- [Goal]
Locate every line in the records below that contains the string "know", and copy each of those lines in full. Matching is case-sensitive.

- [Supplied information]

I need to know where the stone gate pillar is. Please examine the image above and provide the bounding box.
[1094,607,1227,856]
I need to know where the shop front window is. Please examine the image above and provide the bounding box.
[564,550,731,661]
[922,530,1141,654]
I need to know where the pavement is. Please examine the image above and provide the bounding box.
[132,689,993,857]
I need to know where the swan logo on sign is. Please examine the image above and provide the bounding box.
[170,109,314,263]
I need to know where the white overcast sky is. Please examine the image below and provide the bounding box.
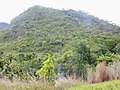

- [Solution to this problem]
I need to know where the stone gate pillar is. Please examine the image above and provide the bounding box.
I need to know where the shop front window is. Please examine the image above and provide the bounding box.
I need to know where the pavement is. Please examine the image above and provide the bounding box.
I need to know where the swan logo on sign is. Please examine the image above and provide the bounding box.
I need to know where the white overcast sky is. Please examine the image below and provide the bounding box.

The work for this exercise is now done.